__Problem requirements__.
Recast the lines below as a Markdown table with the columns "No." and "Text", numbering each row and skipping blank lines. Leave the pictures out of the table.

__Entries__.
● ● ● ● ●
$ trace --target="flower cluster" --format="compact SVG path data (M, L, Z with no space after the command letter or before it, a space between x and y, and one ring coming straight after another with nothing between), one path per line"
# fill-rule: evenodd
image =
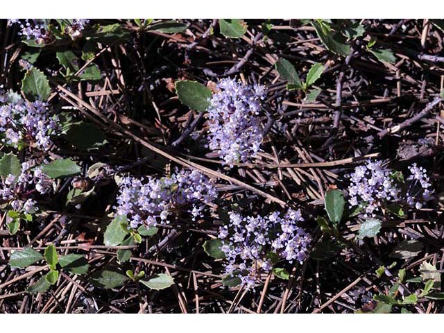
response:
M362 205L366 215L373 216L384 200L398 198L400 189L382 161L368 161L366 165L357 166L350 180L348 202L350 206Z
M3 95L0 93L0 96ZM51 116L47 105L40 101L29 102L21 98L3 97L0 102L0 135L3 142L19 147L22 144L47 151L52 144L51 135L58 129L57 117Z
M267 216L242 216L229 213L230 223L220 227L219 238L227 264L225 273L253 287L262 272L268 272L277 260L302 262L307 257L310 236L298 225L300 210L289 210L284 217L278 212Z
M414 163L408 169L411 175L406 184L400 186L395 173L383 167L382 161L368 161L366 165L357 166L350 175L350 207L361 205L366 216L375 216L382 205L390 202L401 201L420 209L432 198L432 184L422 166Z
M205 204L216 197L210 179L198 171L181 170L160 179L125 177L119 184L116 214L126 216L132 228L168 223L173 210L189 209L193 219L201 216Z
M232 166L247 162L259 151L264 130L258 114L265 87L226 78L216 89L219 92L213 94L208 108L209 147Z
M32 198L37 192L44 194L51 190L53 180L40 169L33 167L32 162L22 164L22 172L19 176L12 174L0 180L0 200L8 203L16 212L34 214L37 208Z
M26 40L35 40L37 42L44 41L47 36L44 23L41 19L25 19L24 20L12 19L8 21L8 25L18 24L20 26L19 35L24 36Z
M68 35L72 40L75 40L82 35L82 32L89 23L88 19L74 19L66 20L68 24L65 27L65 33ZM46 28L44 20L39 19L11 19L8 20L8 25L11 26L17 24L20 26L19 35L24 36L26 40L34 40L37 44L43 44L54 40L54 36L51 35L51 31Z
M410 180L411 182L407 189L406 200L408 205L419 210L425 201L431 198L433 191L429 188L432 184L426 170L422 166L418 166L416 163L409 166L409 171L411 175L407 178L407 180ZM422 197L422 200L418 198L420 197Z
● ● ● ● ●
__Written response__.
| No. | Text |
|---|---|
| 1 | $ trace --target="flower cluster" --format="compact SVG path data (M, L, Z with no space after the command letter or before it, a space between x and y, and one ring coming straight after another with nothing between), one path per line" |
| 2 | # fill-rule: evenodd |
| 3 | image = |
| 4 | response: |
| 5 | M362 205L366 215L373 216L384 200L398 198L400 189L382 161L368 161L366 165L357 166L350 180L348 202L350 206Z |
| 6 | M3 95L0 93L0 96ZM51 116L47 105L40 101L29 102L21 98L3 97L0 102L0 135L3 142L19 147L22 144L47 151L52 144L51 135L58 129L57 117Z |
| 7 | M267 216L242 216L229 213L230 223L220 227L219 238L227 264L225 273L253 287L262 272L268 272L277 260L302 262L307 257L310 236L298 225L300 210L289 210L284 217L278 212Z |
| 8 | M414 163L408 169L411 175L406 184L400 186L395 173L383 167L382 161L368 161L366 165L357 166L350 175L350 207L361 205L366 216L375 216L382 205L390 202L401 201L420 209L432 198L432 184L422 166Z |
| 9 | M205 204L216 197L210 179L198 171L181 170L160 179L125 177L119 184L116 214L126 216L132 228L168 223L173 210L189 209L193 219L201 216Z |
| 10 | M232 166L247 162L259 151L264 130L258 114L265 87L226 78L216 89L219 92L213 94L208 108L209 147Z |
| 11 | M32 198L37 192L44 194L51 190L53 180L40 169L33 167L32 162L22 164L22 172L19 176L12 174L0 180L0 200L8 203L16 212L34 214L37 208Z |
| 12 | M26 40L35 40L37 42L44 41L47 36L44 23L41 19L25 19L24 20L12 19L8 21L8 25L18 24L20 26L19 35L24 36Z |
| 13 | M68 35L72 40L75 40L82 35L82 32L89 23L88 19L74 19L66 20L68 24L65 27L65 33ZM46 28L44 20L39 19L11 19L8 20L8 25L11 26L17 24L20 26L19 35L24 36L26 40L34 40L37 44L43 44L54 40L54 36L51 35L51 31Z |
| 14 | M410 180L411 182L407 189L406 200L408 205L419 210L425 201L431 198L433 191L429 188L432 184L426 170L422 166L418 166L416 163L409 166L409 171L411 175L407 178L407 180ZM422 197L422 200L418 198L420 197Z |